▶ **Task**: Lines with "wheel": please show every one of them from the listing below.

▶ **Material shown**:
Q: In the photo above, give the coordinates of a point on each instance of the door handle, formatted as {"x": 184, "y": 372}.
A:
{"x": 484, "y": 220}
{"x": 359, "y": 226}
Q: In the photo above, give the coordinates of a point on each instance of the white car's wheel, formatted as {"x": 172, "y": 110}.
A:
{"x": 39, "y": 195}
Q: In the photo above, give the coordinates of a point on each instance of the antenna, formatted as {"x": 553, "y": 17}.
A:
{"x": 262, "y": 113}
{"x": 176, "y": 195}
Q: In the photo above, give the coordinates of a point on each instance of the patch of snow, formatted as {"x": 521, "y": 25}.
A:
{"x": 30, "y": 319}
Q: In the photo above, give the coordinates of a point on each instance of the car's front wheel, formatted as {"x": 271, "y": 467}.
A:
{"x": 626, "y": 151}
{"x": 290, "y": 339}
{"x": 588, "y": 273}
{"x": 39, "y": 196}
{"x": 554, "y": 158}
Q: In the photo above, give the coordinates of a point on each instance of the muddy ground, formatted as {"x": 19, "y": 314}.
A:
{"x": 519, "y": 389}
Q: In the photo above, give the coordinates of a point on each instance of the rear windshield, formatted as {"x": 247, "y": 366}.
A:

▶ **Written answer**:
Q: In the photo above, give the coordinates of a point on each instance of the white car's wheel, formatted as {"x": 172, "y": 110}.
Q: In the photo above, give the coordinates of a point on each instance of the car's front wheel, formatted as {"x": 271, "y": 467}.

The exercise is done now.